▶ TASK OBJECTIVE:
The lines to be extracted run from the start of the listing through the line containing "positive clicks: (422, 29)"; copy them exactly and nothing else.

########

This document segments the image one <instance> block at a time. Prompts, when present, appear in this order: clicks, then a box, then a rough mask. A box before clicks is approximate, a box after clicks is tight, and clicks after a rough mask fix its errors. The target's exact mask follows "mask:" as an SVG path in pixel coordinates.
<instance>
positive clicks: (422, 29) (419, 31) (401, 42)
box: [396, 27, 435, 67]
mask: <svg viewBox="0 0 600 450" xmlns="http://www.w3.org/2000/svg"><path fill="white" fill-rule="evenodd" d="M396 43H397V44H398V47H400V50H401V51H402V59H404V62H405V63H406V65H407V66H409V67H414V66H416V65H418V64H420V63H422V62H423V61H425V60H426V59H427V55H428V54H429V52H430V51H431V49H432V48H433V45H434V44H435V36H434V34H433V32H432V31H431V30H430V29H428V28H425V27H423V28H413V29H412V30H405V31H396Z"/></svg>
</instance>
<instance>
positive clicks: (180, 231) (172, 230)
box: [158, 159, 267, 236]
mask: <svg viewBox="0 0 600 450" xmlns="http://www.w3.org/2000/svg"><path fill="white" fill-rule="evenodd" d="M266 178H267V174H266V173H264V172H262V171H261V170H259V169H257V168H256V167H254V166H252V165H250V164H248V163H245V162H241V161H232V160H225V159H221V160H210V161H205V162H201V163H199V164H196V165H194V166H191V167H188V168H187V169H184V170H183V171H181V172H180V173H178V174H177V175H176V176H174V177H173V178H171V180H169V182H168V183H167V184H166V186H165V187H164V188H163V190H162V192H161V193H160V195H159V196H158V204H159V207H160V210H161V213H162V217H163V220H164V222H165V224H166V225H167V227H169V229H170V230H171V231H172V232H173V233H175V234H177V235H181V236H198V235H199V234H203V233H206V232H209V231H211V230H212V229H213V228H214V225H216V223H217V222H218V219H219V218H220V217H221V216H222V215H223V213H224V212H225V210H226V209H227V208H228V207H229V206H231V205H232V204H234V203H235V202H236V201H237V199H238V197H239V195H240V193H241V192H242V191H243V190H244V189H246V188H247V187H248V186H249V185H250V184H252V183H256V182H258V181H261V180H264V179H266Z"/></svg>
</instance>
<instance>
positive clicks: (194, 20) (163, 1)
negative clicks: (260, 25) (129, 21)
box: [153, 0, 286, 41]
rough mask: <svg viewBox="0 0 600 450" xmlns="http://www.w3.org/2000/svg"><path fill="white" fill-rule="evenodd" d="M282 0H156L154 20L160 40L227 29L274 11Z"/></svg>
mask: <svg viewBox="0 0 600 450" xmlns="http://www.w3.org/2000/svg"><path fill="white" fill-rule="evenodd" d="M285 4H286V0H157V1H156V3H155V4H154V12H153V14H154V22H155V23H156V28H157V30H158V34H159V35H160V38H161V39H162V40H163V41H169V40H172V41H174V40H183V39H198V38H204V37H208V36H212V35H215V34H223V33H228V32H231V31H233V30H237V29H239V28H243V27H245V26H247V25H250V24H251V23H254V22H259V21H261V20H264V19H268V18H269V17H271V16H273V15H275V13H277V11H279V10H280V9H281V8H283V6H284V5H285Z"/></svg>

########

▶ ANSWER SECTION:
This document segments the image one <instance> block at a time. Prompts, when present, appear in this order: clicks, then a box, then a rough mask. A box before clicks is approximate, a box after clicks is tight, and clicks after a rough mask fix its errors. The target's exact mask follows "mask:" as an SVG path in pixel coordinates.
<instance>
positive clicks: (422, 29) (419, 31) (401, 42)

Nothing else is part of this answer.